Retype the lines of the listing below, starting at its beginning and ending at the line that contains "398), (222, 427)]", including both.
## Start DATASET RECORDS
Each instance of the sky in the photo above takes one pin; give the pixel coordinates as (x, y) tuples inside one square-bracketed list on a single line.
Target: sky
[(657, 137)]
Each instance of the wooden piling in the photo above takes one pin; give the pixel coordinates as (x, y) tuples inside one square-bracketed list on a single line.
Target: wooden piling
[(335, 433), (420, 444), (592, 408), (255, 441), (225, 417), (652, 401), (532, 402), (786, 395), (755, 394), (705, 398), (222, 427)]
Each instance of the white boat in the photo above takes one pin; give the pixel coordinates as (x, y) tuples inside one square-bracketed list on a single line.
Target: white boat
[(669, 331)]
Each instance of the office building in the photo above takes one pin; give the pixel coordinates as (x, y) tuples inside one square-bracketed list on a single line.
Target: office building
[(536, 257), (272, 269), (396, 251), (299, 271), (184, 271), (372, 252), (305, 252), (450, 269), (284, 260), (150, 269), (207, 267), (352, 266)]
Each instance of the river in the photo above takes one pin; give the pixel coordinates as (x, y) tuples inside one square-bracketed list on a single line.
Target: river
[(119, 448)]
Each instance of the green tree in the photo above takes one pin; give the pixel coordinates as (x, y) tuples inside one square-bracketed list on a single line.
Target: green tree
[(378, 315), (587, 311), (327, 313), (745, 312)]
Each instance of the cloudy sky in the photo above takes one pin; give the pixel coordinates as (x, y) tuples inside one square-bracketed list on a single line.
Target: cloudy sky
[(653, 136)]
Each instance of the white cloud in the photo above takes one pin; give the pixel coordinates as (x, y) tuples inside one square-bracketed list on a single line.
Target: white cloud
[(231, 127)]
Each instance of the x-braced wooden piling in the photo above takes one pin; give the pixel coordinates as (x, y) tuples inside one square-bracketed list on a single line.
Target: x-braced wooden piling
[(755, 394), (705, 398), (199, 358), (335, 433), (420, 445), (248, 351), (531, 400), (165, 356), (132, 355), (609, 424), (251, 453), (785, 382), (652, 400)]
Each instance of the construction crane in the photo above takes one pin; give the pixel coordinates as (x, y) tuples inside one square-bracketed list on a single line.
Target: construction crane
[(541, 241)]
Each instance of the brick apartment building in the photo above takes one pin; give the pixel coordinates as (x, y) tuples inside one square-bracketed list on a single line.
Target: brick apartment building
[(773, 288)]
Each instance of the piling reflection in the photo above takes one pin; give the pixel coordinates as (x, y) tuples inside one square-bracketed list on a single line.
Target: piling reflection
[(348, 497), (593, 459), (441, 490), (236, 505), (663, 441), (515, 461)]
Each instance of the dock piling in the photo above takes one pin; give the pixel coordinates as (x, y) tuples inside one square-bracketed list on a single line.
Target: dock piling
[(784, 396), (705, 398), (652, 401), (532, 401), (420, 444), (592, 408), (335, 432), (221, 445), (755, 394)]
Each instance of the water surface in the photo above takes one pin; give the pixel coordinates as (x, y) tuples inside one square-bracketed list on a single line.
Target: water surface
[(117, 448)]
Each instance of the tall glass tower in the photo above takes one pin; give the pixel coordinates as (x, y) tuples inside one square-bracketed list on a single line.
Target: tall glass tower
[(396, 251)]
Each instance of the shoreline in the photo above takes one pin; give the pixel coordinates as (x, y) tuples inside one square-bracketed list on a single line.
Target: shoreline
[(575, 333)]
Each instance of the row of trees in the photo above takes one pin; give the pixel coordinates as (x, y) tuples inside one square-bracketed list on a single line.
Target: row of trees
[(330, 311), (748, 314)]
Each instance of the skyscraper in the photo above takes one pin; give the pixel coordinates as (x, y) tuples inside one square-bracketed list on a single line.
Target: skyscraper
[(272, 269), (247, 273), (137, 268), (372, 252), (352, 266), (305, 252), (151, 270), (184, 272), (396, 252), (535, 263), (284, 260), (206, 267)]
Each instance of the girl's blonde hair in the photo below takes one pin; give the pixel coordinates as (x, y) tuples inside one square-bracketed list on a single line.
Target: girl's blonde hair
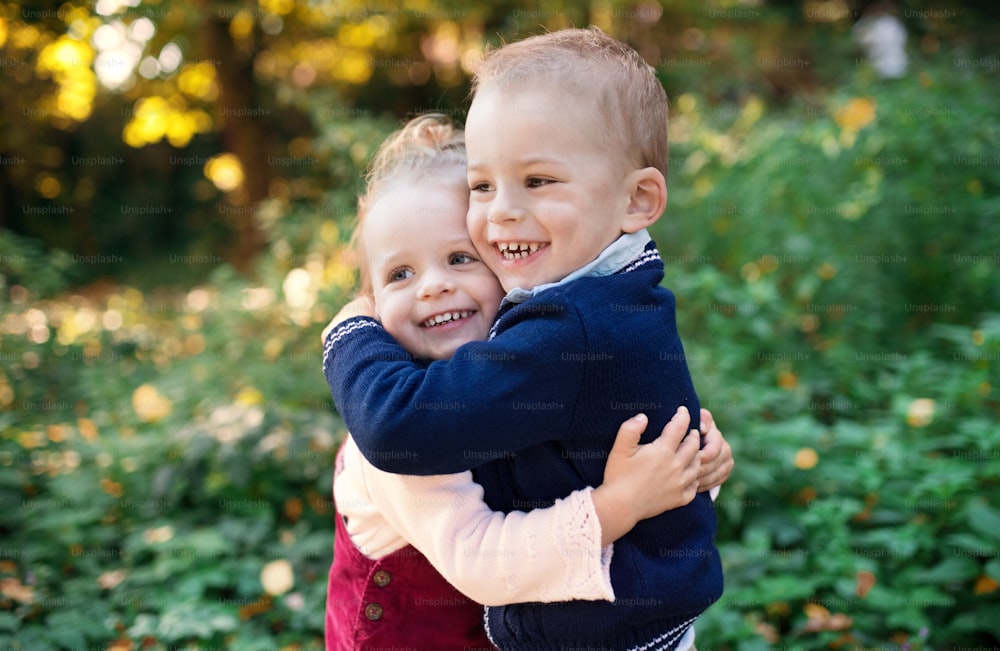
[(424, 150)]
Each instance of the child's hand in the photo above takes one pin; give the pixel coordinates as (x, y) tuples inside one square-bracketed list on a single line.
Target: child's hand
[(641, 481), (716, 457), (363, 305)]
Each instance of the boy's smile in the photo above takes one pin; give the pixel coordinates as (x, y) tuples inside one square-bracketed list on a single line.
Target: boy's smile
[(547, 192)]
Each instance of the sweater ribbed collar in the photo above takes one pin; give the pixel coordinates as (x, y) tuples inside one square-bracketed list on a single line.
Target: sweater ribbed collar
[(611, 260)]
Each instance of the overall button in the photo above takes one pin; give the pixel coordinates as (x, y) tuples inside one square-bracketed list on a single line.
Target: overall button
[(373, 612)]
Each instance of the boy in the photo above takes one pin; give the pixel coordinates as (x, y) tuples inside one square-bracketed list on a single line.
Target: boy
[(567, 150)]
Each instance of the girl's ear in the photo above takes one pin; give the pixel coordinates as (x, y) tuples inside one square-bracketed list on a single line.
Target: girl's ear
[(647, 199)]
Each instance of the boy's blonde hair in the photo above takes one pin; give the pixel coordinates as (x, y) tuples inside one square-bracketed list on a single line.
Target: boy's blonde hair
[(422, 151), (593, 63)]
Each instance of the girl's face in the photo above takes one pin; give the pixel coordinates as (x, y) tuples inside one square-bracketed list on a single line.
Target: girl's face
[(432, 292)]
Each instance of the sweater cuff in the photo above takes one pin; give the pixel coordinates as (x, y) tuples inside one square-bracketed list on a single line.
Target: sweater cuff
[(579, 540), (344, 329)]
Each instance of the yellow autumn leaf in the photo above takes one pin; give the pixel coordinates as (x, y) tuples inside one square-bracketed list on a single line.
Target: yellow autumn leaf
[(920, 413), (150, 405), (249, 396), (986, 585), (806, 458), (856, 114)]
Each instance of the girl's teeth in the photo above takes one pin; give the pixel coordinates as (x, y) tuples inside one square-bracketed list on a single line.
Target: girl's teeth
[(446, 317)]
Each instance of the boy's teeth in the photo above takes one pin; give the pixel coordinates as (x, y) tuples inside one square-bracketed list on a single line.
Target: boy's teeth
[(515, 250), (446, 317)]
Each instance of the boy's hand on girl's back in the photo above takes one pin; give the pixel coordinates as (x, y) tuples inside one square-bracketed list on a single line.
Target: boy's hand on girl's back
[(363, 305), (641, 481)]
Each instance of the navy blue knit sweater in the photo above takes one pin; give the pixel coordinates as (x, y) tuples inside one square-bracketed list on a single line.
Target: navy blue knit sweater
[(534, 411)]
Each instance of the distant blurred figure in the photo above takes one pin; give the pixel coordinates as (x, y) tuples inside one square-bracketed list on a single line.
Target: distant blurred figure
[(882, 36)]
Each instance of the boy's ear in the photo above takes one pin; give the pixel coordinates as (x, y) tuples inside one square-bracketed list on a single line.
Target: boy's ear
[(647, 199)]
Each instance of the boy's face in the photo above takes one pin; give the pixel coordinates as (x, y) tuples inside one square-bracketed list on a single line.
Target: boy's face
[(432, 292), (546, 196)]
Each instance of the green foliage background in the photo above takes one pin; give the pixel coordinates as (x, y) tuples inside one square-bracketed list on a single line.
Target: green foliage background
[(833, 240)]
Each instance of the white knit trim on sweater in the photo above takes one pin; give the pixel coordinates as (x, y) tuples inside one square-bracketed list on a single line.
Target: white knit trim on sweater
[(666, 640), (340, 332)]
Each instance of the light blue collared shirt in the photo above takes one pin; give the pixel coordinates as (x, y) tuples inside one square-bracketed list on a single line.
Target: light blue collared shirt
[(611, 260)]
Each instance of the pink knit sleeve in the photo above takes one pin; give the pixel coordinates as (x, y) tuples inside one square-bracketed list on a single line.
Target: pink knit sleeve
[(549, 554)]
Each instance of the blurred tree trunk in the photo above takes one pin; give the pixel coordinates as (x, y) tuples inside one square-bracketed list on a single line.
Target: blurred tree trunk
[(241, 130)]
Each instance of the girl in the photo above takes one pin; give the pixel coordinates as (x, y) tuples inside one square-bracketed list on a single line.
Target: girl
[(397, 535)]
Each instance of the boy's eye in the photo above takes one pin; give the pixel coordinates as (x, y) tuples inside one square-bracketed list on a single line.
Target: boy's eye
[(462, 258), (397, 275)]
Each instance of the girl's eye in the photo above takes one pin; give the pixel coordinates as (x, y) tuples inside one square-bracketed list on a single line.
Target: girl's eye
[(462, 258), (397, 275)]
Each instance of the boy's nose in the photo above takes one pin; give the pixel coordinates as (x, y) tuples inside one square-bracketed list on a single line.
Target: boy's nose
[(505, 207)]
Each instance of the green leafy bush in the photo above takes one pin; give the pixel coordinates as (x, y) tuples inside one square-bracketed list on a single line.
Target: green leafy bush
[(835, 269)]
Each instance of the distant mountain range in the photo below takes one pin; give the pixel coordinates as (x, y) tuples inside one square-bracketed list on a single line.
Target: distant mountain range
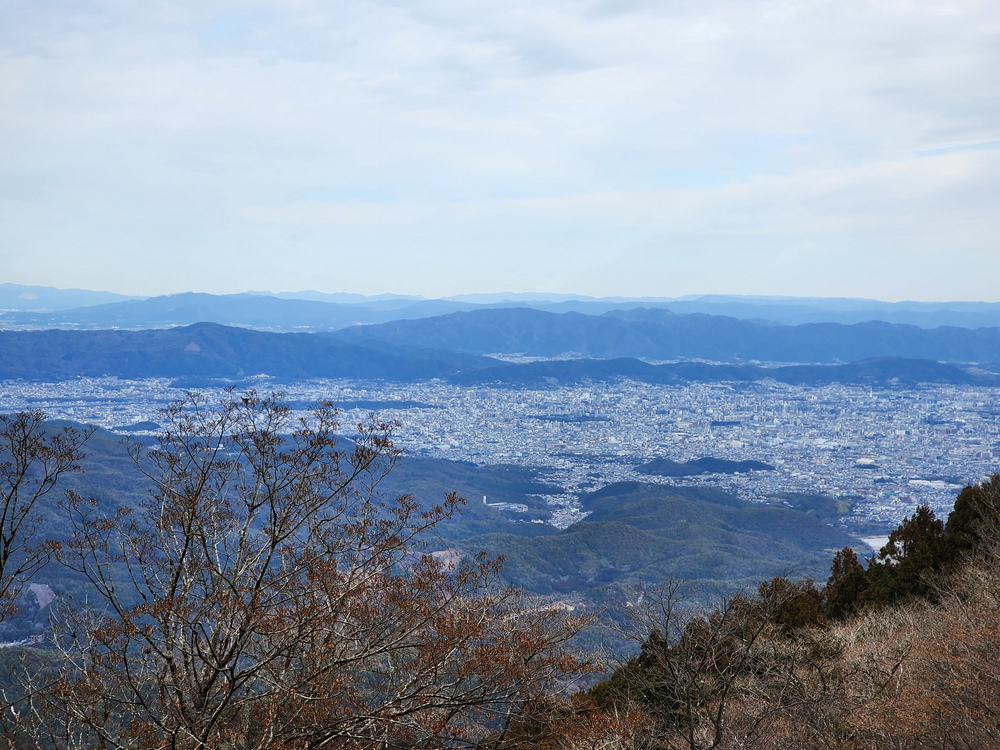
[(210, 351), (47, 307), (663, 335), (641, 534)]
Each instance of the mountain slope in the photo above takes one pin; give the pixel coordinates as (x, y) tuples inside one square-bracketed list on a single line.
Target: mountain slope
[(661, 334)]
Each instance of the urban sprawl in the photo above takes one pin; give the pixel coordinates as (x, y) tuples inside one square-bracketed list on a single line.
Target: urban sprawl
[(889, 449)]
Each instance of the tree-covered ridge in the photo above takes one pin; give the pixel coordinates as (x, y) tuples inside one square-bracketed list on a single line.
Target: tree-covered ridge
[(900, 653)]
## End DATASET RECORDS
▸ **SOLUTION TO THIS TASK**:
Each instance of the sky in the photo above takes one pin; give the pixel coordinates as (x, y) tuples inside one square-bracketed list on a single line.
Target: sky
[(657, 137)]
Each instance of the wooden piling in the photo above takes one pin; give the pixel coordinates as (x, y) tuples inside one square-bracketed list on a single line.
Target: wooden piling
[(335, 433), (420, 444), (592, 408), (255, 441), (225, 417), (652, 401), (532, 402), (786, 395), (755, 394), (705, 398), (222, 427)]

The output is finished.